Poursuivez le récit de Troy Chapman sur sa condamnation, sa colère et son activisme, en reprenant juste après la dernière phrase donnée.

◆ TEXTE EXTRAIT
/---
Je n’ai pas besoin d’un ennemi
-- de Troy Chapman
En prononçant ma peine, le juge dit, « Il n’y a aucun espoir que vous ne soyez jamais réhabilité. » Ma condamnation de 60 à 90 ans était une fin tragique et trop prévisible de la route sur laquelle je voyageais. Assez logiquement, je considérais m’ôter ma vie. Mais à la fin, je me suis résolu à vivre. Je me suis non seulement décidé à ne pas mourir, mais à vraiment être en vie à partir de ce point-là, à embrasser la vie et trouver quelques signification et vérité à côté desquelles et pour lesquelles je pourrais vivre.
Cela commença avec moi. Je devins obsédé par la question de ce qui a cloché dans ma vie et de comment le rectifier. Je voulais savoir d’où le déraillement provenait. Était-ce moi seul ou bien étais-je une fracture au sein d’une plus grande désintégration ? […] Lorsque je commençais à me réveiller, je me retrouvais soucieux pour d’autres individus et pour nous dans son ensemble. J’étais en train de développer une conscience sociale, qui tourna bientôt en un activisme social.
Cette vision me servit pendant un moment, me donnant un sentiment d’ordre moral. Mais je réalisai assez vite que mon activisme n’était pas bien différent de ma colère passée. En fait, ma colère avait recommencé à grimper. Sauf que maintenant, elle était emballée dans le sentiment de faire du bien en combattant le mal. Je ne m’étais pas du tout débarrassé de ma colère, je l’avais seulement justifiée. J’avais encore des ennemis, étais encore ancré dans leur opposition, et je voulais encore gagner et les détruire. Je me suis déplacé, de la cherche de la destruction physique de mes ennemis, à la recherche d’une destruction politique, intellectuelle, sociale et philosophique, mais on parlait toujours d’ennemis. Mon activisme, comme mes précédentes pensées, était dualiste.
\---
Éléments d'étiquetage des contours
/---
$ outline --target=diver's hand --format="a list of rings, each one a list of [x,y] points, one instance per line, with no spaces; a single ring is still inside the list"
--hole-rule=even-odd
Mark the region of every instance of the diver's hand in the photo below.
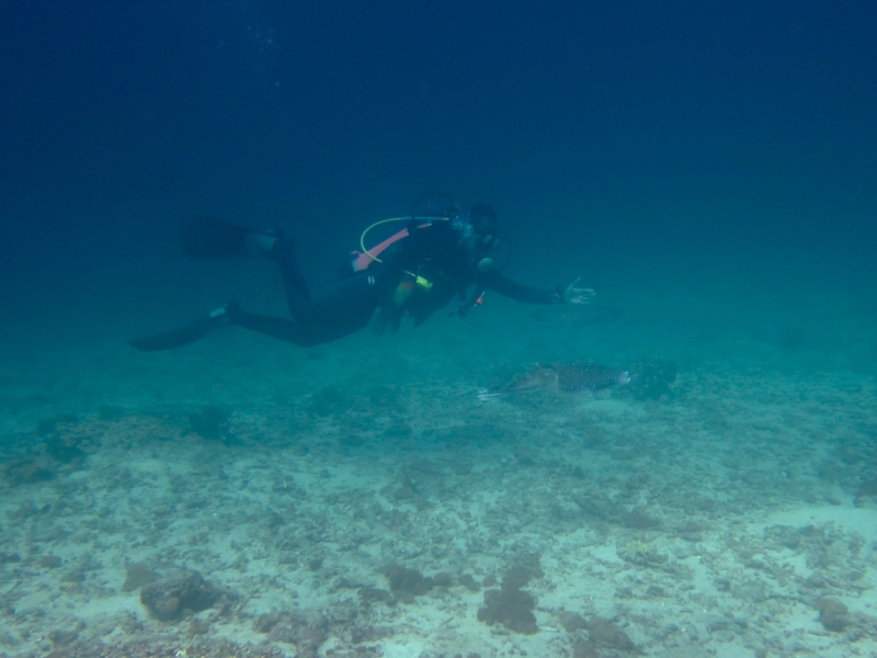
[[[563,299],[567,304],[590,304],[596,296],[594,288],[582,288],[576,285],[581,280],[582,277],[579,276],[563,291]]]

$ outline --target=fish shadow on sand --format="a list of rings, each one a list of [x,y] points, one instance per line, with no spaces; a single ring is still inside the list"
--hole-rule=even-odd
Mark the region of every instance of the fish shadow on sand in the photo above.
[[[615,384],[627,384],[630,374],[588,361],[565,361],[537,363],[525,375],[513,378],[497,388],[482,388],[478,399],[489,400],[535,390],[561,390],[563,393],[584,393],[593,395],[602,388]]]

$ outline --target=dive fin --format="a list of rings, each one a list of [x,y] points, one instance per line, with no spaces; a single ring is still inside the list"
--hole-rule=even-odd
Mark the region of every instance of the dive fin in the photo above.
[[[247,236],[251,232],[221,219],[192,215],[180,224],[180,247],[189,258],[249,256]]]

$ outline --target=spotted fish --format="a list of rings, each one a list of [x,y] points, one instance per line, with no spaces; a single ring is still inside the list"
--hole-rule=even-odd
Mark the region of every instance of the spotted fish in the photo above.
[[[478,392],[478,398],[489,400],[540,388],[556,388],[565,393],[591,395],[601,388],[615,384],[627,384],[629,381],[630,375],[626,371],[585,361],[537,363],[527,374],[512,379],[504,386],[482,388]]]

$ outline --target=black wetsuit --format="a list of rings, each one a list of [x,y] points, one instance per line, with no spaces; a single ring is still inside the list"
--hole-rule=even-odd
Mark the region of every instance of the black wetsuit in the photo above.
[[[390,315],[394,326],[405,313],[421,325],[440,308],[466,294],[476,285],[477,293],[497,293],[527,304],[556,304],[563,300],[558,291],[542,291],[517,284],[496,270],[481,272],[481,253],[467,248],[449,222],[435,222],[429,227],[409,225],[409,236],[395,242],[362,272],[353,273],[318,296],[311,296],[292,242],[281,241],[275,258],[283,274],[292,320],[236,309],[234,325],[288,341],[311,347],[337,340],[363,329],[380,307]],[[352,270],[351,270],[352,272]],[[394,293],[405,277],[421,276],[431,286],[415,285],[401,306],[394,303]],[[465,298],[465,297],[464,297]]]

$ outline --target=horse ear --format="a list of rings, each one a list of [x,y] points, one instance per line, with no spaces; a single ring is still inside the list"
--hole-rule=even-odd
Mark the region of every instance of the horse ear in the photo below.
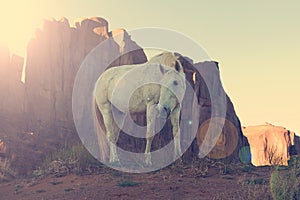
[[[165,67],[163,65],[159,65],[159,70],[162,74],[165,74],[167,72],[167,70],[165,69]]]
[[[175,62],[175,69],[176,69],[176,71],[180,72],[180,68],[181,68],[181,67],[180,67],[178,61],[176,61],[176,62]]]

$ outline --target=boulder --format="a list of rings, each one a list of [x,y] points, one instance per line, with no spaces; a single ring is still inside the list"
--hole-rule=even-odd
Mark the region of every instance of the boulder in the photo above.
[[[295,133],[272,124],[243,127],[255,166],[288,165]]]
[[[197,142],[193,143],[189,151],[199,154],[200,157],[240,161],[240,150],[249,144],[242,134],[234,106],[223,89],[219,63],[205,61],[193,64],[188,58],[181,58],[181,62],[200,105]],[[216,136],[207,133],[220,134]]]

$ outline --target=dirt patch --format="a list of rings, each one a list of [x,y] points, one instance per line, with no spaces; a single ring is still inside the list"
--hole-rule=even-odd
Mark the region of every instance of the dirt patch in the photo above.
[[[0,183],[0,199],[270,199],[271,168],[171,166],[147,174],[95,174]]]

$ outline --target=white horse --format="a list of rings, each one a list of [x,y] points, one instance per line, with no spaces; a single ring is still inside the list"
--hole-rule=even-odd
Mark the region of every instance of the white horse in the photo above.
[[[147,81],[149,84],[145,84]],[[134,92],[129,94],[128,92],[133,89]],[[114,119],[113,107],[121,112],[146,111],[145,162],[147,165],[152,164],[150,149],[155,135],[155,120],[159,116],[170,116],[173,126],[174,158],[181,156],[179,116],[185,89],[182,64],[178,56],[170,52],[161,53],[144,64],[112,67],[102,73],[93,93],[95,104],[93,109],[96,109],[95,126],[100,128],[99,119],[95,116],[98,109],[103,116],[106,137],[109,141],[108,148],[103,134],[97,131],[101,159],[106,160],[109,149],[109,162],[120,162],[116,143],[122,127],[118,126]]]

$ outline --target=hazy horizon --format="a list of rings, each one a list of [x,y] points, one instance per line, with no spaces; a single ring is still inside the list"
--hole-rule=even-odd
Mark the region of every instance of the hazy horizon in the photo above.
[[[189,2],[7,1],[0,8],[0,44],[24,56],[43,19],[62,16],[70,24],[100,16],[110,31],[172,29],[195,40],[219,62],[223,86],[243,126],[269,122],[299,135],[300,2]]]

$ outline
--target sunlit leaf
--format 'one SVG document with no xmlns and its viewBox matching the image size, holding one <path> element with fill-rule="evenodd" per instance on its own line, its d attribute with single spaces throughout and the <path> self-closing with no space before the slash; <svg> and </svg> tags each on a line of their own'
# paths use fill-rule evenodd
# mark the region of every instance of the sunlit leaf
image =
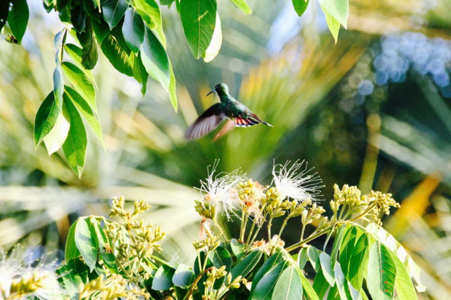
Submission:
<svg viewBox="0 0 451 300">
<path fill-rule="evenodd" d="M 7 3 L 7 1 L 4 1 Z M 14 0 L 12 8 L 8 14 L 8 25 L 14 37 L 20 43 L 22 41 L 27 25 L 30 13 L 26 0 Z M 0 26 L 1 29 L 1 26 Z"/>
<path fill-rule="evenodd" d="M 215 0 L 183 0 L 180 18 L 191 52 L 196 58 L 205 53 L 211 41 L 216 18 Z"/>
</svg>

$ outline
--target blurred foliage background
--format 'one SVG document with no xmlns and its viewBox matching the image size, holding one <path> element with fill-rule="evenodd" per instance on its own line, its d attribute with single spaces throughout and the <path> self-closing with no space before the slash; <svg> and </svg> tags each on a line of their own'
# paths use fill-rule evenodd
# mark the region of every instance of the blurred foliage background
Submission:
\---
◆ RÉPONSE
Au fil du temps, ce dualisme laissa place à mon appétit pour la simple bonté. Le catalyseur pour ce changement n’était rien de plus noble que l’épuisement. J’étais simplement fatigué d’être en colère en permanence, fatigué de me réveiller chaque matin pour une bataille. J’avais besoin de repos. Ce besoin me conduisit loin des simples certitudes morales. Je développai la capacité de voir les choses à travers les yeux de mes ennemis. J’avais vu en eux la même crainte qui m’a gouverné si longtemps. La même confusion, la même cupidité pour la sécurité, le même appétit pour l’amour. Je vis leur humanité, et cela évinça le guerrier qui était en moi.
Mais était-ce la fin de mon activisme ? Pendant un moment, je me demandais qui pouvait être un activiste sans prendre parti ? Comment pouvais-je me battre contre les prisons quand je compatissais avec les prisonniers ?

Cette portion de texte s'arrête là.